AIM OF THE TASK => Rescale the data from the line with "The automated pipeline tagged corn" to the line with "[941,622,988,657]", both included. Write out every line again, requests too, with each bounding box coordinate in the answers multiplied by 2.45 and rounded to a whole number, halves rounding up.

DATASET RECORDS =>
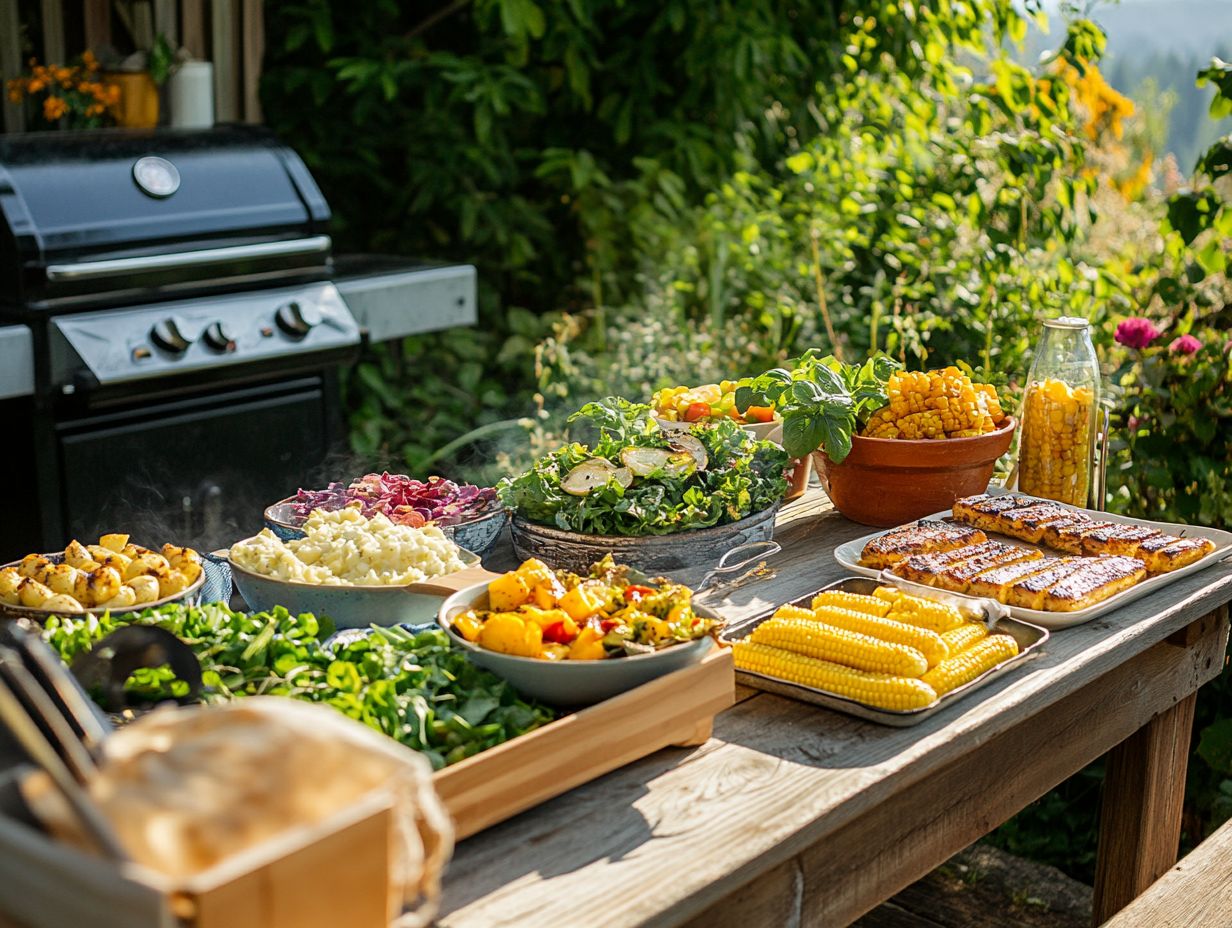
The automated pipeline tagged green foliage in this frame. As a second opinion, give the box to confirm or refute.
[262,0,1049,471]
[498,397,787,535]
[44,603,553,769]
[736,350,901,463]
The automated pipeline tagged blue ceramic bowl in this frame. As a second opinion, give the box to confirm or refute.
[230,551,479,629]
[436,583,719,706]
[265,497,509,556]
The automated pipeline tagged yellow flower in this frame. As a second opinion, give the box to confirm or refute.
[43,96,69,122]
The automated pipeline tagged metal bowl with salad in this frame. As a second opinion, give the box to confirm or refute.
[496,398,788,578]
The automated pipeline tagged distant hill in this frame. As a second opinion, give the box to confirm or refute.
[1027,0,1232,174]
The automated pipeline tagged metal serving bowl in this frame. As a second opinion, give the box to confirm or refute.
[265,497,509,555]
[230,550,479,629]
[513,503,780,587]
[437,583,721,706]
[0,548,206,622]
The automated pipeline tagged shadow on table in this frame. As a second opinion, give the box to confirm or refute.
[441,742,715,918]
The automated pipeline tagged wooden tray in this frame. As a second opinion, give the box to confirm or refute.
[834,493,1232,631]
[434,648,736,839]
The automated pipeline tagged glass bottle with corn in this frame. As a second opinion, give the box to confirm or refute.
[1018,317,1100,507]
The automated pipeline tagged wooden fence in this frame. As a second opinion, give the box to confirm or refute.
[0,0,265,132]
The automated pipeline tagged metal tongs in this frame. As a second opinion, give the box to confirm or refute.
[694,541,782,596]
[877,568,1010,632]
[0,621,128,860]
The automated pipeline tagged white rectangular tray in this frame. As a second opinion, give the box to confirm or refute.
[722,577,1048,728]
[834,493,1232,630]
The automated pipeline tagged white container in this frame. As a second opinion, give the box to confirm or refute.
[168,62,214,129]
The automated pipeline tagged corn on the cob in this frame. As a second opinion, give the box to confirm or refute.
[813,589,890,616]
[886,593,966,635]
[920,635,1018,696]
[1018,377,1095,505]
[872,587,907,603]
[774,604,813,619]
[813,606,950,667]
[732,641,936,711]
[864,367,1005,439]
[752,619,928,677]
[941,622,988,657]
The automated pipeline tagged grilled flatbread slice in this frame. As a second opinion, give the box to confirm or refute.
[1082,524,1162,557]
[1002,557,1090,609]
[934,545,1044,593]
[1044,520,1120,555]
[950,493,1036,531]
[997,503,1073,543]
[967,557,1061,603]
[1041,555,1147,613]
[1135,534,1215,573]
[860,520,988,568]
[890,541,1014,585]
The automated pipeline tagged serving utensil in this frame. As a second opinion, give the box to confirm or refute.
[0,642,128,861]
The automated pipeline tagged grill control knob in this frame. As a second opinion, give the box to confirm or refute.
[201,322,235,351]
[274,301,320,339]
[150,319,192,355]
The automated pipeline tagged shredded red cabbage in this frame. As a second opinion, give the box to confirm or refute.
[291,473,496,527]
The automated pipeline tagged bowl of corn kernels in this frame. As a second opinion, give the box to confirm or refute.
[813,367,1018,527]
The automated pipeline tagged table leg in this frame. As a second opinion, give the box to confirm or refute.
[1094,691,1198,926]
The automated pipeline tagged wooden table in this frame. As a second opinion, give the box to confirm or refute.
[439,493,1232,928]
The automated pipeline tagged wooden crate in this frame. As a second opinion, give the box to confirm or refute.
[0,790,392,928]
[0,648,734,928]
[434,648,736,839]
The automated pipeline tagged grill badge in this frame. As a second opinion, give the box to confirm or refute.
[133,155,180,200]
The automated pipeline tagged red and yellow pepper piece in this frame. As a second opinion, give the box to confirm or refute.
[453,557,716,661]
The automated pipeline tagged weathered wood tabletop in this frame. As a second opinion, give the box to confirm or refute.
[439,492,1232,928]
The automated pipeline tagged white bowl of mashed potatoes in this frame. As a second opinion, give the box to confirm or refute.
[230,509,479,629]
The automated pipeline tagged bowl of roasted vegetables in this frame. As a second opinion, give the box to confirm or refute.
[650,381,782,439]
[496,398,788,583]
[0,534,206,620]
[437,557,723,706]
[265,472,509,555]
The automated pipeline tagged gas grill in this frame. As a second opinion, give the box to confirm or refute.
[0,127,476,561]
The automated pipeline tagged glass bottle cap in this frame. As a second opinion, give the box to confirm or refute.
[1044,315,1090,329]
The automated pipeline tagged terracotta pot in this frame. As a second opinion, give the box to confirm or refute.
[106,71,158,129]
[813,417,1018,527]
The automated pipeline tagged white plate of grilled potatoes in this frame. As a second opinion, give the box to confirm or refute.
[0,534,206,619]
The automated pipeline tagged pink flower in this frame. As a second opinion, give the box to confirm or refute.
[1168,335,1202,355]
[1114,315,1163,348]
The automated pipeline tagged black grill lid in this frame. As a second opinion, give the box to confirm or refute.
[0,127,329,311]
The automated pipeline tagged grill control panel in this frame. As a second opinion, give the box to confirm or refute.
[52,283,360,391]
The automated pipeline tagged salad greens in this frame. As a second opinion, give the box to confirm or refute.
[44,603,554,769]
[496,397,788,535]
[736,348,902,463]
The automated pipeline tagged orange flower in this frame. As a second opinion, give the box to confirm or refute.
[43,96,69,122]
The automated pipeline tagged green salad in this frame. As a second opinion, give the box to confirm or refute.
[496,398,788,535]
[44,603,554,769]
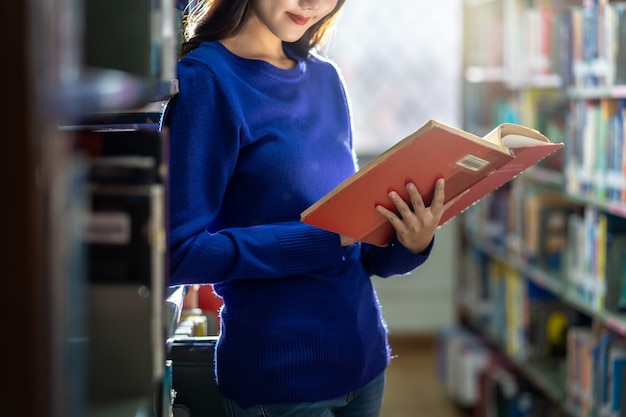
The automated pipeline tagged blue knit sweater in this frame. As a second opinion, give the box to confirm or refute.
[164,42,432,407]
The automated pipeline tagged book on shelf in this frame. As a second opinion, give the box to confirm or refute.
[301,119,563,246]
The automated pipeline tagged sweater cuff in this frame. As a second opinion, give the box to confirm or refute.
[277,224,343,274]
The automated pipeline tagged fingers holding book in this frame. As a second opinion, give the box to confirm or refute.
[376,179,445,253]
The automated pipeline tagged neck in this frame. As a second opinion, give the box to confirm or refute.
[220,15,295,69]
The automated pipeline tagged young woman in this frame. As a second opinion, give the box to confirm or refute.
[164,0,444,417]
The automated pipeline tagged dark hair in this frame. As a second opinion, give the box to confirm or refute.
[181,0,345,57]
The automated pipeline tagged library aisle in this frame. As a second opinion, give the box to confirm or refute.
[381,336,470,417]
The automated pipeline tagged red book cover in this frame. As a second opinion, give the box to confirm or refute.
[301,119,563,246]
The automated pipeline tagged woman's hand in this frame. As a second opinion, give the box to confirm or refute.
[376,179,456,253]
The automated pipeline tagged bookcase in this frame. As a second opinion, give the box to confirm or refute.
[0,0,179,416]
[445,0,626,417]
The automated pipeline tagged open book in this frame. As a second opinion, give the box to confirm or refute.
[301,119,563,246]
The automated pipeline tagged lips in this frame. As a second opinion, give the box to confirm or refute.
[287,12,311,25]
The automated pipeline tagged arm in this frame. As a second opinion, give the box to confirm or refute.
[164,60,342,285]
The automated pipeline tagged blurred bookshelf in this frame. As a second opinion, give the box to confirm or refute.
[446,0,626,417]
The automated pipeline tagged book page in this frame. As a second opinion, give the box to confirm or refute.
[483,123,551,148]
[502,134,545,148]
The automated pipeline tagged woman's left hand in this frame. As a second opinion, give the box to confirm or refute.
[376,179,448,253]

REPLY TO THE TASK =>
The automated pipeline tagged corn on the cob in this frame. As a second opinion, give the box to confirm or refute.
[1992,1443,2181,1509]
[2171,1453,2367,1556]
[2254,1556,2494,1705]
[2494,924,2683,1237]
[2136,1438,2222,1477]
[1896,1480,1992,1517]
[1992,1485,2328,1634]
[1793,1570,2293,1742]
[2117,899,2462,1076]
[1842,1517,2274,1659]
[2305,1524,2421,1610]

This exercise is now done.